Consegna a. Riscrivi come elenco numerato le righe dei record dall'inizio fino alla riga che contiene "[(177, 195), (170, 195), (164, 203), (184, 203), (184, 199)]", inclusa, tralasciando le righe vuote.

Testo estratto.
********************

Abbiamo alle spalle una tradizione anti-istituzionale, che ha permeato sia il sindacalismo di sinistra sia quello cattolico. Secondo questa tradizione, contano esclusivamente i rapporti di forza che si stabiliscono tra le parti sociali, i quali rifiutano qualsiasi interferenza esterna, e quindi escludono ogni forma di regolazione politica e legislativa del conflitto.

Rispetto a questa tradizione, mi sembra oggi necessaria una esplicita inversione di tendenza, il che comporla la capacità di affrontare i nodi che oggi sono aperti in un’ottica non tradizionale, considerando il ruolo del sindacato come un elemento essenziale dell’ordinamento democratico.

Il problema della rappresentanza non è risolvibile se non lo si affronta come un problema politico-istituzionale, che riguarda diritti fondamentali dei lavoratori, e che richiede certezze anche sotto il profilo legislativo.

Un problema analogo si pone per quanto riguarda il modello contrattuale: se ci si affida solo ai rapporti di forza finisce inevitabilmente per accentuarsi il divario tra aree forti e tutelate e aree deboli e senza diritti, si rafforzano cioè le tendenze in atto verso una frantumazione corporativa del mondo del lavoro, mentre l’esigenza primaria è la ricomposizione di un quadro unitario che garantisca diritti eguali a tutti i lavoratori, delle piccole e delle grandi imprese, del settore pubblico e di quello privato. Si ripresentano così esigenze normative di carattere politico, come quelle che si sono cominciate ad affrontare con la legge per le piccole imprese, e quelle ormai ineludibili che riguardano la riforma del rapporto di lavoro nel pubblico impiego.

Più in generale, un modello contrattuale moderno richiede la definizione chiara di regole, non per eliminare il conflitto sociale che resta un dato strutturale ineliminabile, ma per canalizzare il conflitto dentro un sistema condiviso di regole e per favorire gli elementi di possibile cooperazione tra le parti, con un riconoscimento del ruolo autonomo che il sindacato deve poter svolgere nel quadro di nuove relazioni industriali.

L’evoluzione delle relazioni industriali è un capitolo fondamentale del nuovo assetto istituzionale che occorre costruire, della riforma democratica dello stato. In questo contesto va affrontato il problema dell’attuazione del dettato costituzionale, per quanto riguarda sia le regole della rappresentanza, sia i diritti di partecipazione dei lavoratori alla gestione delle imprese.

Il sindacato, quindi, può avere una sua autonoma funzione nel dibattito sulle riforme istituzionali, e non può restare neutrale e passivo, perché è aperta ormai una discussione di fondo sui caratteri della “seconda Repubblica”, dal cui esito dipenderanno i futuri equilibri politici e sociali.

********************

Consegna b. Secondo il testo sul sindacato, per quale motivo il sindacato non può restare neutrale e passivo nel dibattito sulle riforme istituzionali? Rispondi in una o due frasi.

Estratti dei record.
********************

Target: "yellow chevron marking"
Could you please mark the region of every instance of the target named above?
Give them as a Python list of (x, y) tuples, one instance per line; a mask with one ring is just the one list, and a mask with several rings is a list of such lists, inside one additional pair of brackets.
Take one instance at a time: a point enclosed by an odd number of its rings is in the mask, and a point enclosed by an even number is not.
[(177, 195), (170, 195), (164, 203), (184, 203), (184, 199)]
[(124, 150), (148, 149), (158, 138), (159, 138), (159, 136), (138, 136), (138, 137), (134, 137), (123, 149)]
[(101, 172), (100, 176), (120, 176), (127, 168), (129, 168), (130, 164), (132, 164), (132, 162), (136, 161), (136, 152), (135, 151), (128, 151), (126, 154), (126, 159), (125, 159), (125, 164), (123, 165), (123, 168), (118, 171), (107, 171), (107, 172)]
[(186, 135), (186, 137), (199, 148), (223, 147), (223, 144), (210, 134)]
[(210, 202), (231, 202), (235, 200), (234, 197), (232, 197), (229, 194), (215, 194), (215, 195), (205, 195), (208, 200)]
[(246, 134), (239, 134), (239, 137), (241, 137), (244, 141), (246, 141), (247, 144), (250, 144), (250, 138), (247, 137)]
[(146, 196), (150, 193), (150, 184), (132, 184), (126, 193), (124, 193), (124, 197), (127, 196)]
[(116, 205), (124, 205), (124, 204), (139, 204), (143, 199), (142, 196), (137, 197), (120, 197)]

********************

Risposta corretta a.
1. Target: "yellow chevron marking"
2. Could you please mark the region of every instance of the target named above?
3. Give them as a Python list of (x, y) tuples, one instance per line; a mask with one ring is just the one list, and a mask with several rings is a list of such lists, inside one additional pair of brackets.
4. Take one instance at a time: a point enclosed by an odd number of its rings is in the mask, and a point enclosed by an even number is not.
5. [(177, 195), (170, 195), (164, 203), (184, 203), (184, 199)]

Risposta corretta b. Il sindacato non può restare neutrale e passivo perché ormai è aperta una discussione di fondo sui caratteri della "seconda Repubblica". Dal suo esito dipenderanno i futuri equilibri politici e sociali.